WRITTEN TASK:
Reproduce all of the data below without alteration; exclude every picture.

[Start of RECORDS FOR THIS TASK]

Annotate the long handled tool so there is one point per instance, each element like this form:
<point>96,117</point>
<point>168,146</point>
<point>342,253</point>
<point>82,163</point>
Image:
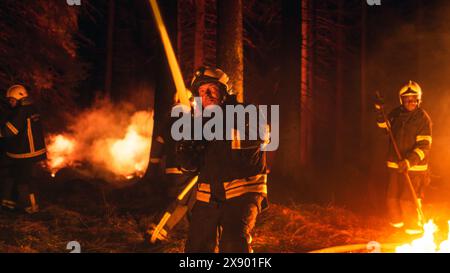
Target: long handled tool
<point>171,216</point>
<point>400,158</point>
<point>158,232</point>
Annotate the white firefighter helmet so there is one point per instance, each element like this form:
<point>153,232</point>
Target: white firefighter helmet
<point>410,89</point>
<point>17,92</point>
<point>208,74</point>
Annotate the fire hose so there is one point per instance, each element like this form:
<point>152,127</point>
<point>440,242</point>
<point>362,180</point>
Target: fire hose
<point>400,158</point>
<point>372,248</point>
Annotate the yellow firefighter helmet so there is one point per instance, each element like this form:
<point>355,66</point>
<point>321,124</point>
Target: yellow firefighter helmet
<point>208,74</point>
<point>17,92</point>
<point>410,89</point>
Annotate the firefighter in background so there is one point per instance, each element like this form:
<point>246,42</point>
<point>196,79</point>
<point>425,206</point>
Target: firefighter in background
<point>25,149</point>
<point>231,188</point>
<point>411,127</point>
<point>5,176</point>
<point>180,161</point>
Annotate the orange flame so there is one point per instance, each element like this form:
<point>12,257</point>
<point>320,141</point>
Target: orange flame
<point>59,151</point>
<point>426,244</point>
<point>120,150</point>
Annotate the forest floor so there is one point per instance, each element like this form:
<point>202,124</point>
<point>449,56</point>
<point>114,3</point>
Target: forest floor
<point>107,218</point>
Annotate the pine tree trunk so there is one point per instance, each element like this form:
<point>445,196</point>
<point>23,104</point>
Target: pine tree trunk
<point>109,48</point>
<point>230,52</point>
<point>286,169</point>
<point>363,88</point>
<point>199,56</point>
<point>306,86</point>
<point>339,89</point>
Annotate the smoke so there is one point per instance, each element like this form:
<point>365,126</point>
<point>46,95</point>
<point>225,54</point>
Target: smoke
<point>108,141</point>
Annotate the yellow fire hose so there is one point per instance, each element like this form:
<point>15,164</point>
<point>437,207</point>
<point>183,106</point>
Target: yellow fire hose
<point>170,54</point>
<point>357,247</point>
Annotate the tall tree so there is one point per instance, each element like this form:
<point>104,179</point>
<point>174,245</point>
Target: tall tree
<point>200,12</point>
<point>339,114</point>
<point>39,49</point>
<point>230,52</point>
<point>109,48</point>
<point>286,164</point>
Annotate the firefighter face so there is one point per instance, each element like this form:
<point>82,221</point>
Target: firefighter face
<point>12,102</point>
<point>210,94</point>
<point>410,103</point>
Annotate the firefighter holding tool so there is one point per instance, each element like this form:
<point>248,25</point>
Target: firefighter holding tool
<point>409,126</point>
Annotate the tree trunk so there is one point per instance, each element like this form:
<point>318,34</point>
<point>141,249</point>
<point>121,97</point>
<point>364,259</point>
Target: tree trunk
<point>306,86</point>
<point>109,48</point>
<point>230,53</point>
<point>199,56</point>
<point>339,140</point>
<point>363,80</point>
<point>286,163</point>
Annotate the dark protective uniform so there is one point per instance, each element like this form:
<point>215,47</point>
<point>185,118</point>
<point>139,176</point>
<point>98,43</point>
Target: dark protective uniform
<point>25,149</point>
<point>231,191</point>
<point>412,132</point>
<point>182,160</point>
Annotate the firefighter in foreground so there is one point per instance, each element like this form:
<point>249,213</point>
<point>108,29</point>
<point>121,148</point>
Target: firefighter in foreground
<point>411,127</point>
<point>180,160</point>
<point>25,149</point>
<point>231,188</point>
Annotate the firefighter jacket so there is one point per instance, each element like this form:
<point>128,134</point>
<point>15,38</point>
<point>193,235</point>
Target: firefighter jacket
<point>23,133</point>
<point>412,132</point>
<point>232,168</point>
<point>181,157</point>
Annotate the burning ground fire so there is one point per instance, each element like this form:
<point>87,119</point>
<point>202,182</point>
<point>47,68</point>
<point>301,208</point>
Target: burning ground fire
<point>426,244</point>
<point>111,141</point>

[End of RECORDS FOR THIS TASK]

RESPONSE TO THIS TASK:
Annotate the long handled tool so there is one point per instance, each element like this form:
<point>96,117</point>
<point>168,146</point>
<point>342,253</point>
<point>82,163</point>
Image:
Target: long handled tool
<point>171,216</point>
<point>400,158</point>
<point>158,232</point>
Annotate the white firefighter helmet so there is one point per instance, each element like this form:
<point>153,232</point>
Target: white firefighter helmet
<point>410,89</point>
<point>17,92</point>
<point>208,74</point>
Annotate the fire hose so there is one point per instance, each element like this form:
<point>152,127</point>
<point>440,242</point>
<point>362,180</point>
Target: fire hose
<point>400,158</point>
<point>372,248</point>
Annotate the yellow firefighter helmet so there is one point per instance, each element like this form:
<point>355,66</point>
<point>321,124</point>
Target: yellow firefighter helmet
<point>208,74</point>
<point>17,92</point>
<point>410,89</point>
Annotate the firefighter in background so there is one point per instance, each element like this form:
<point>246,42</point>
<point>196,79</point>
<point>425,206</point>
Target: firefighter in background
<point>25,149</point>
<point>231,188</point>
<point>411,127</point>
<point>5,176</point>
<point>180,161</point>
Annotate the orange flame so there is one point per instance, each element like this form:
<point>12,257</point>
<point>320,141</point>
Target: orange flame
<point>59,151</point>
<point>426,244</point>
<point>120,150</point>
Annotate the forest floor so there is one point per instance, each element like this form:
<point>202,124</point>
<point>449,56</point>
<point>114,3</point>
Target: forest floor
<point>107,218</point>
Annotate the pine tree trunk so there is one point per instance, each element like this form:
<point>445,196</point>
<point>23,104</point>
Target: pine tree trunk
<point>109,48</point>
<point>230,52</point>
<point>286,169</point>
<point>363,88</point>
<point>199,56</point>
<point>306,86</point>
<point>339,89</point>
Annotate the smoke so there is one point per instance, each element like this form:
<point>365,126</point>
<point>46,95</point>
<point>225,54</point>
Target: smoke
<point>108,141</point>
Annotate the yellow fire hose so there is one point per instance, each element like this form:
<point>15,164</point>
<point>437,207</point>
<point>183,106</point>
Target: yellow fire hose
<point>170,54</point>
<point>357,247</point>
Annotate the tall tree so there is one point per instance, each element like this form:
<point>104,179</point>
<point>174,245</point>
Target: tall tree
<point>200,12</point>
<point>339,114</point>
<point>39,49</point>
<point>230,52</point>
<point>109,48</point>
<point>286,164</point>
Annotate the firefighter face so there is one point per instance, each element like this form:
<point>82,221</point>
Target: firefighter face
<point>12,102</point>
<point>210,94</point>
<point>410,103</point>
Annotate the firefighter holding tool so there is one point per instance, each element like this form:
<point>248,25</point>
Target: firefighter holding tool
<point>409,126</point>
Annotate the tree trunk so there is one point per instance, each element like this form:
<point>318,34</point>
<point>141,249</point>
<point>121,97</point>
<point>364,259</point>
Target: tree trunk
<point>306,86</point>
<point>109,48</point>
<point>230,53</point>
<point>199,56</point>
<point>339,140</point>
<point>363,80</point>
<point>286,163</point>
Annotate the dark protective uniform so there is one point per instance, each element like this form:
<point>215,47</point>
<point>185,118</point>
<point>139,176</point>
<point>98,43</point>
Target: dark protective uniform
<point>25,149</point>
<point>231,191</point>
<point>412,132</point>
<point>182,160</point>
Annotate the firefighter in foreground so there is one point per instance, each element like this form:
<point>249,213</point>
<point>108,29</point>
<point>121,148</point>
Target: firefighter in foreground
<point>411,127</point>
<point>180,160</point>
<point>25,149</point>
<point>231,188</point>
Annotate the firefighter jacket so there is one point per instance, each element like this form:
<point>128,134</point>
<point>15,38</point>
<point>193,235</point>
Target: firefighter jacket
<point>23,133</point>
<point>412,132</point>
<point>232,168</point>
<point>181,157</point>
Annotate the burning ground fire so there is one point per instance, each element like this form:
<point>87,119</point>
<point>202,182</point>
<point>47,68</point>
<point>301,208</point>
Target: burning ground fire
<point>426,244</point>
<point>111,141</point>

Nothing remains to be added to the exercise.